INFORMATION SHOWN –
++++++++
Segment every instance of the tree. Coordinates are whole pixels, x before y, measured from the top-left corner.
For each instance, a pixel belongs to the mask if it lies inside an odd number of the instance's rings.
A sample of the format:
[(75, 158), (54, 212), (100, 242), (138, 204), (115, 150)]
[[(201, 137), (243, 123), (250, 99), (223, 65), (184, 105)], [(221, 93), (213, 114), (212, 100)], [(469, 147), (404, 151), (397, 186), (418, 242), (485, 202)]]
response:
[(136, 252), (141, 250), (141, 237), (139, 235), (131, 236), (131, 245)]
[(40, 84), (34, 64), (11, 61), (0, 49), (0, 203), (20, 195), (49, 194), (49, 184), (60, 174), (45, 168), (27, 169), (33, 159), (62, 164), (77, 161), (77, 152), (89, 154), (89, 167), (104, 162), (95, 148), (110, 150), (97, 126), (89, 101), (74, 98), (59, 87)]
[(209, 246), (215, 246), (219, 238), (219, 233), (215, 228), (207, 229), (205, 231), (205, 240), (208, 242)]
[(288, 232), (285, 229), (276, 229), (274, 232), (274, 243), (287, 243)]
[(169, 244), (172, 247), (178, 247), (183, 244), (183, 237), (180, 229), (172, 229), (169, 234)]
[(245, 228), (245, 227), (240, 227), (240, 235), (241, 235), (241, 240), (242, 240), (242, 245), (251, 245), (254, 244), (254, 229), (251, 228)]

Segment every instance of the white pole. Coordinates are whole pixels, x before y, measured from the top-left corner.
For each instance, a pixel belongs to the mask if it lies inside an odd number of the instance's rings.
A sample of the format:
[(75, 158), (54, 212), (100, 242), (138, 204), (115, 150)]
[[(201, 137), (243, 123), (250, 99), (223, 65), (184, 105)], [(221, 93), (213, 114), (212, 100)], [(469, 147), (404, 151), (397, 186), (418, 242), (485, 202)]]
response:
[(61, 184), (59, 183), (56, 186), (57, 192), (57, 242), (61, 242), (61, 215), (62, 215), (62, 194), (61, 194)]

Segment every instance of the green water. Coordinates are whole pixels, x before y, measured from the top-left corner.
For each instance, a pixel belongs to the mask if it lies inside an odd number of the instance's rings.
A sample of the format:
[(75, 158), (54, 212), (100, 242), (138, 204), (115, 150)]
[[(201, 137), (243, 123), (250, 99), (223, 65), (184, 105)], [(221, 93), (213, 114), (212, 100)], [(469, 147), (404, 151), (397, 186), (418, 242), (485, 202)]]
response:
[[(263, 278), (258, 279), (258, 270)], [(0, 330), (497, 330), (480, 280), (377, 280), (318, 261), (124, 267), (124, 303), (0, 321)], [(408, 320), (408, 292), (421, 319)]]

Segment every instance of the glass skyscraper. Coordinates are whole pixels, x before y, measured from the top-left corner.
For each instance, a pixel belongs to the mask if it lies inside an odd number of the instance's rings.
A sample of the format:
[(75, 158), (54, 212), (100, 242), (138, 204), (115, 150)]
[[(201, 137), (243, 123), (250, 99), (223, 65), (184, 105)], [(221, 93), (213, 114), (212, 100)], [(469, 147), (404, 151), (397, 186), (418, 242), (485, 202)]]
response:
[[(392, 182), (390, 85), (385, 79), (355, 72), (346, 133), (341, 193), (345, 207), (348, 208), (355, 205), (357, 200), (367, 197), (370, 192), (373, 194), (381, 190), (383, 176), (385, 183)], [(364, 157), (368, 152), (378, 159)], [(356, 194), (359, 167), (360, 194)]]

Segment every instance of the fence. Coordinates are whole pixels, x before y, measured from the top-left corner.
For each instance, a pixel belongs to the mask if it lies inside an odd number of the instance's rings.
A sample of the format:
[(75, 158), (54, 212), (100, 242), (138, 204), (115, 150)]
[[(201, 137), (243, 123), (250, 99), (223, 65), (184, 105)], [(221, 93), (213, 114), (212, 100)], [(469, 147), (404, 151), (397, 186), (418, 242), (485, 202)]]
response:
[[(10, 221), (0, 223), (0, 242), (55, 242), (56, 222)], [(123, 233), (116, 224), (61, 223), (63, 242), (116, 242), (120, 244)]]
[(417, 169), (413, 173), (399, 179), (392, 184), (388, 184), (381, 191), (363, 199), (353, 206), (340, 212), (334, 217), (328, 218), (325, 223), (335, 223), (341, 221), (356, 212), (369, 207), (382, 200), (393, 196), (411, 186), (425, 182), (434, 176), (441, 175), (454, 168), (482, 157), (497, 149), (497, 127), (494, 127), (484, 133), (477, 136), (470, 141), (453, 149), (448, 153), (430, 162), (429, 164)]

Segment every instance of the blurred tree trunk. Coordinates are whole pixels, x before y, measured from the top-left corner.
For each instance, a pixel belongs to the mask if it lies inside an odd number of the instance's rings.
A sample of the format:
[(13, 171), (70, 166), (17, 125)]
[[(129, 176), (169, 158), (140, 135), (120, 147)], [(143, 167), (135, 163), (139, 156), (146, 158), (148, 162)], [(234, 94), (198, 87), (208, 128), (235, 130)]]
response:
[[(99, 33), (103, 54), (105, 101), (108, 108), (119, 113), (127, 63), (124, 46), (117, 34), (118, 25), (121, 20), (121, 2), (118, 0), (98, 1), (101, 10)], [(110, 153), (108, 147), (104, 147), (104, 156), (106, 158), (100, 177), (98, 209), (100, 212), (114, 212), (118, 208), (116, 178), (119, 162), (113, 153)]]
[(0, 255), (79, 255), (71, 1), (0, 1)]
++++++++
WORK TO DO – Reproduce only the lines between the line containing "Segment every instance of the blurred" and the last line of the records, those two lines included, exactly.

FINISHED EXERCISE –
Segment every instance of the blurred tree trunk. Coordinates are whole pixels, x before y, measured from the top-left corner.
For each instance, a pixel belongs to the mask if it lies inside an odd number of the instance's rings.
A sample of the format:
[(13, 171), (70, 166), (17, 125)]
[[(129, 176), (169, 158), (140, 135), (120, 147)], [(143, 167), (135, 163), (139, 156), (146, 158), (148, 162)], [(234, 94), (198, 87), (208, 128), (235, 130)]]
response:
[[(99, 33), (103, 54), (105, 101), (108, 108), (119, 113), (127, 63), (124, 46), (117, 34), (118, 25), (121, 20), (121, 2), (118, 0), (98, 1), (101, 10)], [(110, 153), (108, 147), (104, 147), (104, 156), (106, 158), (100, 177), (98, 209), (100, 212), (114, 212), (118, 208), (116, 178), (119, 162), (113, 153)]]
[(0, 255), (79, 255), (71, 1), (0, 1)]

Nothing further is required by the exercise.